**What needs to be done**
Extend the piece about the antique mall visit below, picking up after its final sentence.

The other part of Ann’s birthday present from her parents consisted of purchases at an antique mall in Arlington Heights, Illinois, on Saturday afternoon. It had been a while since we’d been there — the last time might have been when I spotted Billy Beer for sale — but we figured she might find some beads or bead-adjacent materials there. She did.
“On the whole it’s a likable place stuffed to the gills with debris from across the decades. I like looking around, just to remind myself how much stuff there is in the manmade world,” I wrote five years ago. Still apt. I also mentioned that place used to discourage photography.
If that’s still the case, I didn’t see any signs to tell me so this time. Maybe the proprietors gave that rule up as hopeless, since every single person who wanders in will have a high-quality, very easy to use camera in pocket or purse. Besides, how is the place going to be on social media if it disallows pictures?
So I took a few pictures. Such as of the plentiful reading material, including good old Mad, font of juvenile wisdom as surely as Captain Billy’s Whiz Bang before it.
Other objects. Many other objects.
Husman’s of Cincinnati is no more — as of only last year.
I didn’t take any kind of rigorous inventory, naturally, but I can’t shake the feeling that the mall’s stock is on a bell curve in terms of item-age, with the bulge being from the 1950s through the 1970s, and tapering off at each end. That is to say, nostalgia for people just about my age.
With some older items in the mix, of course.
Along with objects that look fairly new.
The games entertained me most of all, without me having to play them.

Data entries
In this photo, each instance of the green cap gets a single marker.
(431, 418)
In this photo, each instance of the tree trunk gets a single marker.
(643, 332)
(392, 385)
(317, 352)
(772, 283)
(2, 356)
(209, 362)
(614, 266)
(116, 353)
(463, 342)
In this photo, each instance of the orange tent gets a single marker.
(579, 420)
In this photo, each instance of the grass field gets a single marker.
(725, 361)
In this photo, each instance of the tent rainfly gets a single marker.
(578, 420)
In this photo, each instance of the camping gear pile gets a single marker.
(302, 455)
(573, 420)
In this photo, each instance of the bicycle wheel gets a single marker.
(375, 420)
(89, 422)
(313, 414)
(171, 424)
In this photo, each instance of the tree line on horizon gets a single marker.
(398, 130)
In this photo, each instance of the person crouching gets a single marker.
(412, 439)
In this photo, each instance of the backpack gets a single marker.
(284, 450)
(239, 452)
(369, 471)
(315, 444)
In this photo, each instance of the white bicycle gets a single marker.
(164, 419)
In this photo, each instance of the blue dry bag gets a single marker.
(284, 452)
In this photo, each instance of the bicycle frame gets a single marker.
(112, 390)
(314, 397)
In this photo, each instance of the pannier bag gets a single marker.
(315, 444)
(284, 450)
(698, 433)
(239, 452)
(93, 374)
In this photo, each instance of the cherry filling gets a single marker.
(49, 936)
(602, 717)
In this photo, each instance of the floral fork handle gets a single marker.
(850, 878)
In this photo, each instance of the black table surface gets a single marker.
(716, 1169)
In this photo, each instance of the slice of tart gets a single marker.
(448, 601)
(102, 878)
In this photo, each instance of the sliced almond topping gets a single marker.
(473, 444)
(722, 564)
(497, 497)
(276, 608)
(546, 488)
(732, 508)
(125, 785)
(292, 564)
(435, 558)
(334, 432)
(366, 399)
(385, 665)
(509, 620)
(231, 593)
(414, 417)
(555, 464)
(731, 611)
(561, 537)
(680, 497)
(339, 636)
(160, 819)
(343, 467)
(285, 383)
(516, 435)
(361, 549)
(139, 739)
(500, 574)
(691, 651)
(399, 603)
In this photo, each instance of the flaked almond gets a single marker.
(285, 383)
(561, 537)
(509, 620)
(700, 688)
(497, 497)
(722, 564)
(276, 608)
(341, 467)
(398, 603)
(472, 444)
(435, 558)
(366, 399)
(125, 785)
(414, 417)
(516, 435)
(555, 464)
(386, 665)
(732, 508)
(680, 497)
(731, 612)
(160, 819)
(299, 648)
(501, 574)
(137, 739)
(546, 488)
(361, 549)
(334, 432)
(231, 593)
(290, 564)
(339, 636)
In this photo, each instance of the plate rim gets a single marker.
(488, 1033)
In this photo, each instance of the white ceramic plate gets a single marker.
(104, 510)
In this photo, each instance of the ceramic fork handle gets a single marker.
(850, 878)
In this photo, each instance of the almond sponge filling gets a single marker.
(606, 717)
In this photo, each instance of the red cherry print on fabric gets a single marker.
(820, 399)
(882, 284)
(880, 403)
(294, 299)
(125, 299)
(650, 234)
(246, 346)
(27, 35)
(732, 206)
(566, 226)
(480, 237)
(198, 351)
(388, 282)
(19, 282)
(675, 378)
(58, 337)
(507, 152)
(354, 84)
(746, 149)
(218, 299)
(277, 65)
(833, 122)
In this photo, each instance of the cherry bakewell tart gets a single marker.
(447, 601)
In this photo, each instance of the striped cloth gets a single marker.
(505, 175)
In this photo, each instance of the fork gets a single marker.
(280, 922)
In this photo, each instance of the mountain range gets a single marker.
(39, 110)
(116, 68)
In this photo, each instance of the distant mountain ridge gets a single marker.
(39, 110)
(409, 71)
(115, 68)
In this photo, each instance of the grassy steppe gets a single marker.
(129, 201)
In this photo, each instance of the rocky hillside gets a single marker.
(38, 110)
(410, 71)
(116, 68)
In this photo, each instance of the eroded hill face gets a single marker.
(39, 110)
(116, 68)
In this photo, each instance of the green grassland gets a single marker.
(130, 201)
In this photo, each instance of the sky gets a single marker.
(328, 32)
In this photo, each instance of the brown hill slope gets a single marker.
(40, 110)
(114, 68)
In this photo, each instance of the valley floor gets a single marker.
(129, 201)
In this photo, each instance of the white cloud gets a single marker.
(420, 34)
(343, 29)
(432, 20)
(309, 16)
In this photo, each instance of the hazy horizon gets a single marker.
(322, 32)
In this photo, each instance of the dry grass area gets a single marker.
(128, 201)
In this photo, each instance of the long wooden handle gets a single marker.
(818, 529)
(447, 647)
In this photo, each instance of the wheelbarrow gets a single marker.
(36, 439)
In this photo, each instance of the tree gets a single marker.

**Answer box**
Some standards: Operation, Scrabble, Twister, Yahtzee. Some tie-ins: Family Feud, Green Eggs and Ham, Cat in the Hat, Jeopardy. Others: Pass Out, Rummikub, Super Master Mind.
When I looked at that image today I also noticed the Talking, Feeling, And Doing Game, which I’d never heard of. “A psychotherapeutic game for children,” the box says. Copyright date 1973 by an outfit called Creative Therapeutics in New Jersey, and one groovy typeface for the name.
A relic of the much-maligned ’70s, I figured, a rep only slightly deserved, though that’s a discussion for another time. In any case, an echo of that half century ago, now forgotten, right?
Wrong, at least according to Amazon, which asserts that the game is “one of the most popular tools used in child psychotherapy.”
Turns out there’s an entire subspecies of board games that are used in child therapy, as I discovered looking at the Amazon page: Better Me, Emotional Roller Coaster, The Mindfulness Game and Together Point Family, to name just a few. I’m a little glad that I’d never heard of any of them before.
Of all the antique mall games, however, this one amused me most.
Could it be that the real prize among board game collectors, and there must be such, is finding a mint copy of the Fish board game, only a few hundred of which were ever sold?
Almost as good.
My family were clearly stick-in-the-muds when it came to tie-in board games. I don’t remember that we had a single one in our collection of a dozen or so games, and no one (including me) ever expressed any interest in them. I don’t even remember my friends having any. Did I miss out on a delightful childhood experience? Nah.